Extrait du texte:
======

En parcourant Traditionis custodes : une question de lectures

En parcourant Traditionis custodes : une question de lectures

De Cyril Farret d’Astiès :

En parcourant (voir ici et ) Traditionis custodes. Une question de lectures.

Poursuivant notre lecture interloquée et circonspecte du motu proprio Traditionis custodes que le pape François a cru devoir publier, nous relevons en son article 3 § 3. que « les lectures seront proclamées en langue vernaculaire. » Que cherche à nous dire le pape par cette norme qui est la seule préconisation proprement rituelle du document à l’endroit de la célébration encore tolérée de la liturgie traditionnelle ? Le Souverain Pontife pense-t-il qu’à la messe traditionnelle les lectures ne sont jamais lues en langue vulgaire ou veut-il interdire le chant des lectures dans la langue de l’Église et la proclamation solennelle qui en est faite ?

======

Entrées de données:
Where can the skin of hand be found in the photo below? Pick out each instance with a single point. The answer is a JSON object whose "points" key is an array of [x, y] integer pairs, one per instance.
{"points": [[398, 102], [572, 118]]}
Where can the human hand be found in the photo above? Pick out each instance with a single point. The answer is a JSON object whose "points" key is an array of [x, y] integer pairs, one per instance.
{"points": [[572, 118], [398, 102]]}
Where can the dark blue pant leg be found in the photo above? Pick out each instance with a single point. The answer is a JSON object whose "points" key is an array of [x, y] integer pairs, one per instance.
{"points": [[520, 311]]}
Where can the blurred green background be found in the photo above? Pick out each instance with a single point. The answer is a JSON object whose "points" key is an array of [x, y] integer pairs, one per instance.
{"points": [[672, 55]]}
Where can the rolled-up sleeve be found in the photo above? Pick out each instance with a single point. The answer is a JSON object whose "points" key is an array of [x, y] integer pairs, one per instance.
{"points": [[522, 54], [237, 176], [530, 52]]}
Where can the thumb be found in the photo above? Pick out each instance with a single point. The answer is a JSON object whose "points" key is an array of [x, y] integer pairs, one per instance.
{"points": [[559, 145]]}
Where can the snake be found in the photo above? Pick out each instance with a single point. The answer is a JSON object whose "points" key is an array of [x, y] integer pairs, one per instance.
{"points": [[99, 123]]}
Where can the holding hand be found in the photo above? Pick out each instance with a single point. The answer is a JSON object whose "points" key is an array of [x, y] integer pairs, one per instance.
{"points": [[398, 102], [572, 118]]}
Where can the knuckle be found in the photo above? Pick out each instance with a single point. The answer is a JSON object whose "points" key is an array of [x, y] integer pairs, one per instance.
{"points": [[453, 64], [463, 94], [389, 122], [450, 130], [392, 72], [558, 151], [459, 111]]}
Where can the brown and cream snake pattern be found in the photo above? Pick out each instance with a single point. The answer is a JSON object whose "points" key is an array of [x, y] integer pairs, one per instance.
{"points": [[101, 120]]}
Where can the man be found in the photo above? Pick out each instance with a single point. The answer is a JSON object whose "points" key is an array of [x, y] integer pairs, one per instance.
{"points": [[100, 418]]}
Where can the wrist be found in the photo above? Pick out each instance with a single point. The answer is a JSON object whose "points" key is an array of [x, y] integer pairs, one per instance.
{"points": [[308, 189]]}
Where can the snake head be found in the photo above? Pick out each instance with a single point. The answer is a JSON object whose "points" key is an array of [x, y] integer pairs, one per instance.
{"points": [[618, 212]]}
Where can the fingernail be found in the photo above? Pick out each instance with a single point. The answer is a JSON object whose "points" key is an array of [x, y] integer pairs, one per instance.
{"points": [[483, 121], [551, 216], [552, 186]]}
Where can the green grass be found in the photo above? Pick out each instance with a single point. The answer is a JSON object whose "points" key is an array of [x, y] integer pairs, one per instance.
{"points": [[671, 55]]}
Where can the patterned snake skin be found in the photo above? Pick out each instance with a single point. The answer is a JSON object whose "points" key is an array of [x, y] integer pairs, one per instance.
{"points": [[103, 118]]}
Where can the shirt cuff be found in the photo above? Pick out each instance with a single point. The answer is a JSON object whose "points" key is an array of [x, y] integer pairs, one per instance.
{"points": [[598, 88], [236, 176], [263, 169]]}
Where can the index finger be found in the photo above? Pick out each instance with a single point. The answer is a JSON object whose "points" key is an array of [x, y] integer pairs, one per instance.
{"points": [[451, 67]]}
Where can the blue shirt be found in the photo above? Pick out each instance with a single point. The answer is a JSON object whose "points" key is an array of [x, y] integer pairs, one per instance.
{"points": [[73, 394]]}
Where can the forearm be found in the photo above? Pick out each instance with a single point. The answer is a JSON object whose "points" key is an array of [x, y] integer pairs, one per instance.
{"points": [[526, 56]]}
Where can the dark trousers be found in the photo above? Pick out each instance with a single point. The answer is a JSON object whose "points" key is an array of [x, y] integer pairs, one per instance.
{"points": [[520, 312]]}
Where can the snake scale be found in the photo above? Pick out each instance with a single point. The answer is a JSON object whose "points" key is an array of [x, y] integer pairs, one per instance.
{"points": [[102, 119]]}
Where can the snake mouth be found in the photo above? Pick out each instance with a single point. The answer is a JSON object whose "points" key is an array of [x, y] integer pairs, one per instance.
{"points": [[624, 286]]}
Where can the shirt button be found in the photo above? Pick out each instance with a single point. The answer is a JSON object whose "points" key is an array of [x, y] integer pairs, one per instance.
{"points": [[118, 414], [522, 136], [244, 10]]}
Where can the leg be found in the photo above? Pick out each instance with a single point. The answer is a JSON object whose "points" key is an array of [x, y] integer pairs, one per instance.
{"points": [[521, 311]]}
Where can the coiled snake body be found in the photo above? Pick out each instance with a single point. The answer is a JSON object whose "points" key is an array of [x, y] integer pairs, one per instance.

======

Travail à faire:
Répondez, s’il vous plaît, à ces questions sur l’extrait consacré à Traditionis custodes :
1. De qui l’extrait est-il signé ?
2. Quel article du motu proprio l’extrait cite-t-il ?
3. Selon la norme citée, en quelle langue les lectures seront-elles proclamées ?
Les lignes n’ont aucun rôle ici.

Problème résolu:
1. Cyril Farret d’Astiès.
2. L’article 3 § 3.
3. En langue vernaculaire.